Would-be first time buyers, frozen out of the housing market by cash-strapped lenders demanding 20 per cent or even 25 per cent deposits, are being offered pre-credit crunch style 90 per cent loan to value (LTV) mortgages again. But they might do better to wait for further falls in house prices, as data from the Bank of England, Nationwide Building Society and elsewhere suggest continued weakness in the property market ahead of Government spending cuts.

Only 47,185 mortgages were approved last month, compared to a typical total of nearer 80,000 in a stable market, according to Bank of England figures published this week. Property information website Hometrack, which had reported house price increases in 2.3 per cent of postcodes as recently as September, now says prices increased in only 0.1 per cent of postcodes – or one in a thousand. The number of new buyers registered as seeking properties shrank by 2 per cent in October and fell by another 4.3 per cent in November.

Even so, lenders claim there is real demand for 90 per cent mortgages; not just from would-be first time buyers but also existing homebuyers whose fixed term loans have expired and now seek to remortgage. Unfortunately, borrowers who can only provide 10 per cent deposits are regarded as a bad risk by increasingly nervous regulators, who impose daunting capital adequacy requirements on lenders, pushing up the price of high LTV mortgages.

For example, on LTVs of 90 per cent, Skipton Building Society is offering a three-year fixed rate at 5.68 per cent and a five-year fixed rate is 5.78 per cent. By contrast, borrowers who can produce a 35 per cent deposit – or show that much equity in their property – could fix for three years at 3.38 per cent or, with a 25 per cent deposit or equity, fix for five years at 4.08 per cent. All these deals are available for new mortgages and remortgages at an arrangment fee of £995. Ray Boulger of John Charcol said: “It is too early to take this as a sign that the mortgage famine is easing and we haven’t seen any other lenders returning recently to the 90 per cent LTV market. Even with Skipton’s new rates, the premium one now has to pay to borrow at LTVs above 75 per cent looks very high compared to before the credit crunch.

⁂

PROBLEMS TO SOLVE |
[1] Decide whether each statement agrees with the mortgage article, answering yes or no and quoting the words that settle it: (a) Bank of England figures showed 47,185 mortgages approved last month; (b) Hometrack now reports price increases in 2.3 per cent of postcodes; (c) Ray Boulger says other lenders have recently come back to the 90 per cent LTV market.
[2] Write the next few sentences of the mortgage article, carrying on from its final sentence.
The records have nothing to do with the mortgage article.

⁂

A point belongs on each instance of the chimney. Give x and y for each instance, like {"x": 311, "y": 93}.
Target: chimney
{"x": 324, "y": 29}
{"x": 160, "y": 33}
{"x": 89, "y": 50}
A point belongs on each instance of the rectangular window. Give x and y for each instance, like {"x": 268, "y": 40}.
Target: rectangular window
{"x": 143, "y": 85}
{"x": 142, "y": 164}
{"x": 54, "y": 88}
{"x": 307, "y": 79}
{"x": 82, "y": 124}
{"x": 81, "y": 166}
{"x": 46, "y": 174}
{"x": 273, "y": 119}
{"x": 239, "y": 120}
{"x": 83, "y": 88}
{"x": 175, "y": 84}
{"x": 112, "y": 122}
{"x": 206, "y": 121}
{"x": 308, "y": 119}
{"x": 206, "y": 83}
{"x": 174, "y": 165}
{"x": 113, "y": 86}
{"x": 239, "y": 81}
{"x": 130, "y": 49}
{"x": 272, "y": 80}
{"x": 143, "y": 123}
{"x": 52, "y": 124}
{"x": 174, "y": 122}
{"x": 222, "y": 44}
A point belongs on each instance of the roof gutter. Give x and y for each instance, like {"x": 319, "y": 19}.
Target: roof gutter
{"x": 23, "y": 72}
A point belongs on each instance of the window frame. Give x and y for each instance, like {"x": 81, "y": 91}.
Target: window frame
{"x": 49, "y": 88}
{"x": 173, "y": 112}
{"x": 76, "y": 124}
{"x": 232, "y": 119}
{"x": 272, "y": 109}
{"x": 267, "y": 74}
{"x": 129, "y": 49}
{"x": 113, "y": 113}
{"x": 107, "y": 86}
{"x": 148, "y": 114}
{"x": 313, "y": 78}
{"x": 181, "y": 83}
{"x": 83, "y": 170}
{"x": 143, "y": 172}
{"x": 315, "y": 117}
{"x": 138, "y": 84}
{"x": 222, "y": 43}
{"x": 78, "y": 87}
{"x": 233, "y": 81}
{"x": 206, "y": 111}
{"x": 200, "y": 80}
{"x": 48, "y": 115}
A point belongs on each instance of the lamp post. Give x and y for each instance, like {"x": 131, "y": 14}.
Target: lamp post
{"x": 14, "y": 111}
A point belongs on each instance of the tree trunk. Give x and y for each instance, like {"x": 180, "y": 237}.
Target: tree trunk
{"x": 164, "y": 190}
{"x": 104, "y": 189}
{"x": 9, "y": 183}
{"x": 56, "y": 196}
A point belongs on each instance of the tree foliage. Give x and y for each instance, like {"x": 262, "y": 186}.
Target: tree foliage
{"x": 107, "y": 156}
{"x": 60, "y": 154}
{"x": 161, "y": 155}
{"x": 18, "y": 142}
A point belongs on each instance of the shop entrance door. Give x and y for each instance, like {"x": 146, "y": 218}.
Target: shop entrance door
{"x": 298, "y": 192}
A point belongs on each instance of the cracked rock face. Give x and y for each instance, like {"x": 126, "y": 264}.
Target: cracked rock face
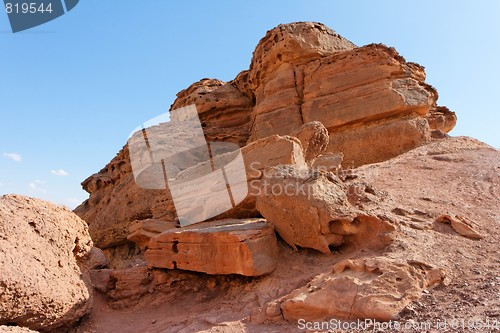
{"x": 377, "y": 288}
{"x": 310, "y": 209}
{"x": 44, "y": 257}
{"x": 368, "y": 102}
{"x": 246, "y": 247}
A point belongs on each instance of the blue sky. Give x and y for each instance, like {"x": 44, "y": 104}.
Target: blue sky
{"x": 72, "y": 90}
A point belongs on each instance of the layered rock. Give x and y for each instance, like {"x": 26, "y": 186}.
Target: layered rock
{"x": 223, "y": 109}
{"x": 371, "y": 102}
{"x": 247, "y": 247}
{"x": 310, "y": 209}
{"x": 44, "y": 257}
{"x": 375, "y": 288}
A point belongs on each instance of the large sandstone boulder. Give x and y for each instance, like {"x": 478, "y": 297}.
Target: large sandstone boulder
{"x": 247, "y": 247}
{"x": 368, "y": 104}
{"x": 310, "y": 209}
{"x": 15, "y": 329}
{"x": 117, "y": 203}
{"x": 44, "y": 253}
{"x": 224, "y": 110}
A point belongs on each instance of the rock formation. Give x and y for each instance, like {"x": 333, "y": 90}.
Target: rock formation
{"x": 373, "y": 104}
{"x": 247, "y": 247}
{"x": 44, "y": 257}
{"x": 314, "y": 115}
{"x": 375, "y": 288}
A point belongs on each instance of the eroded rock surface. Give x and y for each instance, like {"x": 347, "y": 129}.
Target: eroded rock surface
{"x": 246, "y": 247}
{"x": 310, "y": 209}
{"x": 44, "y": 257}
{"x": 376, "y": 288}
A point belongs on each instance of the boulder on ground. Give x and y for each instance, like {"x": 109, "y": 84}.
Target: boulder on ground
{"x": 44, "y": 256}
{"x": 368, "y": 288}
{"x": 314, "y": 139}
{"x": 246, "y": 247}
{"x": 310, "y": 209}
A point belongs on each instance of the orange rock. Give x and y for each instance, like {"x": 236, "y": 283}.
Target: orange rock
{"x": 370, "y": 288}
{"x": 310, "y": 209}
{"x": 44, "y": 255}
{"x": 460, "y": 225}
{"x": 246, "y": 247}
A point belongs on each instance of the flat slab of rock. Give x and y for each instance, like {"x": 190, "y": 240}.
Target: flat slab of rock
{"x": 246, "y": 247}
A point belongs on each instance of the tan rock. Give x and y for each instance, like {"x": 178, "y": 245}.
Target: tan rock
{"x": 310, "y": 209}
{"x": 441, "y": 118}
{"x": 246, "y": 247}
{"x": 143, "y": 230}
{"x": 277, "y": 109}
{"x": 363, "y": 85}
{"x": 126, "y": 286}
{"x": 116, "y": 201}
{"x": 290, "y": 43}
{"x": 329, "y": 162}
{"x": 373, "y": 103}
{"x": 461, "y": 225}
{"x": 367, "y": 288}
{"x": 223, "y": 109}
{"x": 15, "y": 329}
{"x": 379, "y": 141}
{"x": 314, "y": 139}
{"x": 44, "y": 257}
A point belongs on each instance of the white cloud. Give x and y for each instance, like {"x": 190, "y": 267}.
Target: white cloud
{"x": 13, "y": 156}
{"x": 35, "y": 186}
{"x": 59, "y": 172}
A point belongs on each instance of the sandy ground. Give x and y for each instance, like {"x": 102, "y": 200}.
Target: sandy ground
{"x": 458, "y": 176}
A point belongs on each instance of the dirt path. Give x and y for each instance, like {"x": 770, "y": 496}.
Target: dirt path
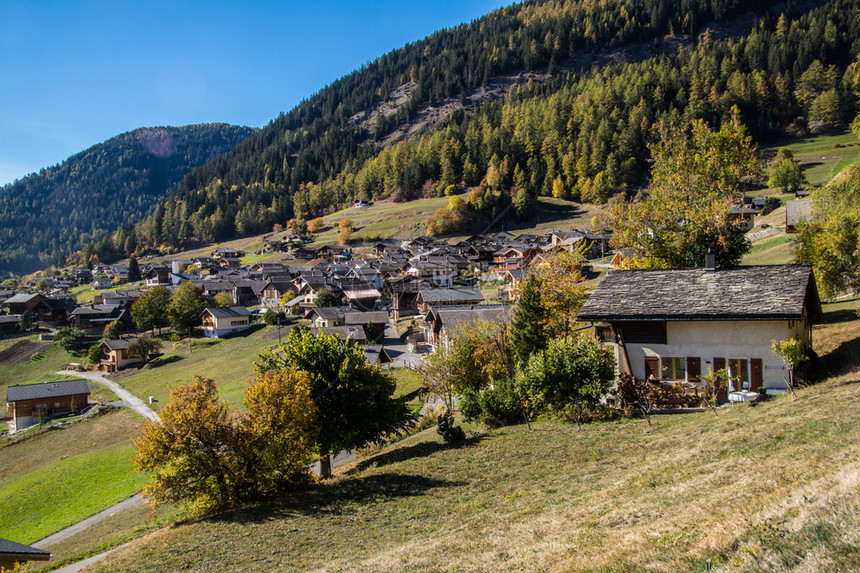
{"x": 128, "y": 399}
{"x": 64, "y": 534}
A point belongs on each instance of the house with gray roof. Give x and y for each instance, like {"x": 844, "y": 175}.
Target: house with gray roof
{"x": 439, "y": 322}
{"x": 797, "y": 212}
{"x": 437, "y": 297}
{"x": 674, "y": 325}
{"x": 13, "y": 553}
{"x": 30, "y": 403}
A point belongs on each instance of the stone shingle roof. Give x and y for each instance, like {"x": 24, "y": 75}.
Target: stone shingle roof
{"x": 46, "y": 390}
{"x": 776, "y": 292}
{"x": 228, "y": 311}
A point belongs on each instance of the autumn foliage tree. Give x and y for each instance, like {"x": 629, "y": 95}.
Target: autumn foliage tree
{"x": 830, "y": 240}
{"x": 354, "y": 400}
{"x": 560, "y": 283}
{"x": 185, "y": 307}
{"x": 191, "y": 452}
{"x": 696, "y": 174}
{"x": 201, "y": 455}
{"x": 344, "y": 231}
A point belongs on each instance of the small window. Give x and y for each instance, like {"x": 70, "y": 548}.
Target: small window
{"x": 674, "y": 368}
{"x": 739, "y": 373}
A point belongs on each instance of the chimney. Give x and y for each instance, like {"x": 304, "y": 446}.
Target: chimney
{"x": 710, "y": 262}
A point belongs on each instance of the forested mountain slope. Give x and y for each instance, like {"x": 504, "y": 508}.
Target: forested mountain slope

⁂

THE REPLIES |
[1]
(a) Yes: "Only 47,185 mortgages were approved last month"
(b) No: "now says prices increased in only 0.1 per cent of postcodes – or one in a thousand"
(c) No: "we haven’t seen any other lenders returning recently to the 90 per cent LTV market"

[2]
“I don’t expect the current differentials to reduce significantly for at least a couple of years. The main reason for the much larger differential between the rates offered for low and high LTV mortgages is not, as most people think, the credit crunch but the impact of Basle 2 regulatory rules.

“These require lenders to hold progressively increasing amounts of capital to support higher risk loans and LTV is considered a major factor is assessing risk. A lender has to hold around six times as much capital to support a 90 per cent LTV mortgage as one at 70 per cent. So the real cost of funding a high LTV mortgage is very expensive.”

Kris Brewster, of Skipton Building Society, replied: “As a mutual building society, we are committed to doing everything possible to help people achieve their home ownership aspirations. Recognising the plight of first time buyers and home owners who have seen the value of their properties eroded by adverse market conditions, we are offering 90 per cent loans in a controlled way, as part of a competitive package of options designed to meet a range of needs.”

But David Hollingworth of London & Country was pessimistic about whether many other lenders will accept deposits as low as 10 per cent again in the near future. He said: “Competitive offers at higher LTVs are very welcome but I think that it would be too much to hope that we are going to see a widespread trend of lenders returning to high LTV mortgages.”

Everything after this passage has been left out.